## Stated task
Can you change every "weathered boulder" in the records below to "eroded boulder" and leave everything else as it is?

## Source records
————————

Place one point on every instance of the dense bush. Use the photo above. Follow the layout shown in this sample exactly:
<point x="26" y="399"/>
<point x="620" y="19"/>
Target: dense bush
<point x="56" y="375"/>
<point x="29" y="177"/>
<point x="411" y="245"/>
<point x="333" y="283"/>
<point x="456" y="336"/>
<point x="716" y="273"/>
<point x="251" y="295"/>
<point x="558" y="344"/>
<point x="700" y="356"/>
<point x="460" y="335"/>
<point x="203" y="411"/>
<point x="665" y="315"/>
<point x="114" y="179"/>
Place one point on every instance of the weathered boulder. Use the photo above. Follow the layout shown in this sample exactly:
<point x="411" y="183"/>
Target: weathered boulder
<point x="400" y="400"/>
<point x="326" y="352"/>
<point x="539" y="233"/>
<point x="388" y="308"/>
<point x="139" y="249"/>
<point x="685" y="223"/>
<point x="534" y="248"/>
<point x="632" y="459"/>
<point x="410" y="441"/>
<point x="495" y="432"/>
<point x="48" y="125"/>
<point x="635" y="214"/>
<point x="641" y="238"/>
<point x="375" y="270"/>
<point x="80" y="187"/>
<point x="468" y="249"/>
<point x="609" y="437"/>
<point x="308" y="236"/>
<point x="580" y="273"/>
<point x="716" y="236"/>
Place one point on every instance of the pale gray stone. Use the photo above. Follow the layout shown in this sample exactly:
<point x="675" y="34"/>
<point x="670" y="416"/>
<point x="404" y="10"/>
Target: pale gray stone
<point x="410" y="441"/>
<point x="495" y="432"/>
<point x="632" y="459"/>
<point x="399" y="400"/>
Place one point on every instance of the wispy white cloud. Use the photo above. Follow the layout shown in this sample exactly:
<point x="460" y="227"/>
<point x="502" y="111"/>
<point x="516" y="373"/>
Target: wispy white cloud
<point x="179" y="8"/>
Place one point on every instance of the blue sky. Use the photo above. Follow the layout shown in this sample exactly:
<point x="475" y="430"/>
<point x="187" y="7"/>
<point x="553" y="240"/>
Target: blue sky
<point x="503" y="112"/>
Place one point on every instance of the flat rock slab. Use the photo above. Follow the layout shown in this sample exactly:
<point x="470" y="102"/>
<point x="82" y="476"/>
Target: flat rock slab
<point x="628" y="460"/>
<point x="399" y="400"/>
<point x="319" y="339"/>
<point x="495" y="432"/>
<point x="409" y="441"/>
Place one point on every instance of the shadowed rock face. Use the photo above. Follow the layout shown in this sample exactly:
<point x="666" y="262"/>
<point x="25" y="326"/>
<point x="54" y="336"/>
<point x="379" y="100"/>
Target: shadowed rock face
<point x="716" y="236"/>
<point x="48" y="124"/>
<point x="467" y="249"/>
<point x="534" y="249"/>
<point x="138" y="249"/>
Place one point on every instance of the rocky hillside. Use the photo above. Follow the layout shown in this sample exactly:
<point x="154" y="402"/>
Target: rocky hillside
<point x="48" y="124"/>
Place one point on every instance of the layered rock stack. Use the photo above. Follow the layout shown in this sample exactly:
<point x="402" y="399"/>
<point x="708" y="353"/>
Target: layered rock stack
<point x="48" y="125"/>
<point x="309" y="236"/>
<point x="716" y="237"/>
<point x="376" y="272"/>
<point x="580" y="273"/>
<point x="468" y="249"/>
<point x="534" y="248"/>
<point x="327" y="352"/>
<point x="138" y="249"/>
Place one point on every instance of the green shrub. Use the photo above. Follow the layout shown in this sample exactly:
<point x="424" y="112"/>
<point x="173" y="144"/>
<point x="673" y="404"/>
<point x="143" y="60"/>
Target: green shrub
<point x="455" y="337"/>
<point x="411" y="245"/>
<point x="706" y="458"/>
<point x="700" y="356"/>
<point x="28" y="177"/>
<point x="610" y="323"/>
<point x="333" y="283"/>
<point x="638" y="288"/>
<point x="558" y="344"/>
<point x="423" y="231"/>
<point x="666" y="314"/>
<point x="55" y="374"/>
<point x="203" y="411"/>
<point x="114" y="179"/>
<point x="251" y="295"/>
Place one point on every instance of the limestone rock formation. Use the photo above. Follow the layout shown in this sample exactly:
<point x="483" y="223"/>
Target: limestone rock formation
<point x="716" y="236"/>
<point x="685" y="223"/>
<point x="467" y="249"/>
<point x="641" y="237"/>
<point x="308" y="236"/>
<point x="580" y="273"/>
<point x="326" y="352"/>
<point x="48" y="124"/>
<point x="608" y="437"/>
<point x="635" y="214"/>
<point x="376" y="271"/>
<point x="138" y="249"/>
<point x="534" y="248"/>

————————

## Written answer
Place one point on every instance of the dense bush. Use the photo above. Follow the layout shown in this sample exactly:
<point x="26" y="399"/>
<point x="620" y="19"/>
Target: dense bush
<point x="56" y="375"/>
<point x="29" y="177"/>
<point x="411" y="245"/>
<point x="333" y="283"/>
<point x="456" y="336"/>
<point x="716" y="273"/>
<point x="251" y="295"/>
<point x="558" y="344"/>
<point x="700" y="356"/>
<point x="460" y="335"/>
<point x="203" y="411"/>
<point x="665" y="315"/>
<point x="114" y="179"/>
Place one point on every instance of the eroded boulder. Use the photo above. Follow the layout shown in this sample exactly:
<point x="411" y="183"/>
Target: eroded boulder
<point x="400" y="400"/>
<point x="326" y="352"/>
<point x="539" y="233"/>
<point x="388" y="308"/>
<point x="139" y="249"/>
<point x="685" y="223"/>
<point x="534" y="248"/>
<point x="632" y="459"/>
<point x="410" y="441"/>
<point x="495" y="432"/>
<point x="48" y="125"/>
<point x="635" y="214"/>
<point x="641" y="238"/>
<point x="375" y="270"/>
<point x="80" y="187"/>
<point x="468" y="249"/>
<point x="609" y="437"/>
<point x="308" y="236"/>
<point x="580" y="273"/>
<point x="716" y="236"/>
Place one point on every instance of the pale gray stone. Use the photo above. Follow the layout shown in this sample exactly:
<point x="675" y="34"/>
<point x="670" y="416"/>
<point x="404" y="10"/>
Target: pale gray stone
<point x="410" y="441"/>
<point x="495" y="432"/>
<point x="632" y="459"/>
<point x="399" y="400"/>
Place one point on every instance of the wispy white cloud. Use the photo above. Follow the layout shown in this sample exactly:
<point x="460" y="227"/>
<point x="502" y="111"/>
<point x="516" y="373"/>
Target: wispy white cloud
<point x="179" y="8"/>
Place one point on every instance of the blue sky. Use the photo above. Follow the layout shown in this sample exactly:
<point x="475" y="430"/>
<point x="187" y="7"/>
<point x="553" y="240"/>
Target: blue sky
<point x="503" y="112"/>
Place one point on every instance of the flat rock slab. Use the photo above. Follow the layout shown in this sample exactly:
<point x="470" y="102"/>
<point x="82" y="476"/>
Target: flat rock slab
<point x="628" y="460"/>
<point x="399" y="400"/>
<point x="319" y="339"/>
<point x="495" y="432"/>
<point x="409" y="441"/>
Place one point on every instance of the shadowed rock face. Use the photo above. Follow the layout shown in this sample exactly:
<point x="666" y="262"/>
<point x="25" y="326"/>
<point x="54" y="336"/>
<point x="379" y="100"/>
Target: shadowed rock face
<point x="716" y="236"/>
<point x="48" y="124"/>
<point x="467" y="249"/>
<point x="534" y="249"/>
<point x="138" y="249"/>
Place one point on every instance of the rocky hillside. Use the photo above. Follow the layout shown in this sample exactly:
<point x="154" y="402"/>
Target: rocky hillside
<point x="48" y="124"/>
Place one point on every instance of the layered rock stack. Use the photo above. Follow the layout shown in this sample exactly:
<point x="402" y="399"/>
<point x="708" y="353"/>
Target: layered rock stack
<point x="48" y="125"/>
<point x="309" y="236"/>
<point x="716" y="237"/>
<point x="376" y="272"/>
<point x="580" y="273"/>
<point x="468" y="249"/>
<point x="534" y="248"/>
<point x="327" y="352"/>
<point x="138" y="249"/>
Place one point on every instance of the green shrub. Use the photo above. Follow the layout shown in this sample exactly:
<point x="424" y="112"/>
<point x="173" y="144"/>
<point x="673" y="404"/>
<point x="143" y="60"/>
Target: green shrub
<point x="455" y="337"/>
<point x="411" y="245"/>
<point x="706" y="458"/>
<point x="700" y="356"/>
<point x="28" y="177"/>
<point x="610" y="323"/>
<point x="333" y="283"/>
<point x="638" y="288"/>
<point x="558" y="344"/>
<point x="423" y="231"/>
<point x="666" y="314"/>
<point x="55" y="374"/>
<point x="203" y="411"/>
<point x="114" y="179"/>
<point x="251" y="295"/>
Place one point on every instance of the limestone rock formation. Use the photo above. Follow the layout shown in this sample exactly:
<point x="483" y="223"/>
Target: limestone rock formation
<point x="716" y="236"/>
<point x="685" y="223"/>
<point x="467" y="249"/>
<point x="641" y="237"/>
<point x="308" y="236"/>
<point x="580" y="273"/>
<point x="326" y="352"/>
<point x="48" y="124"/>
<point x="608" y="437"/>
<point x="635" y="214"/>
<point x="376" y="271"/>
<point x="138" y="249"/>
<point x="534" y="248"/>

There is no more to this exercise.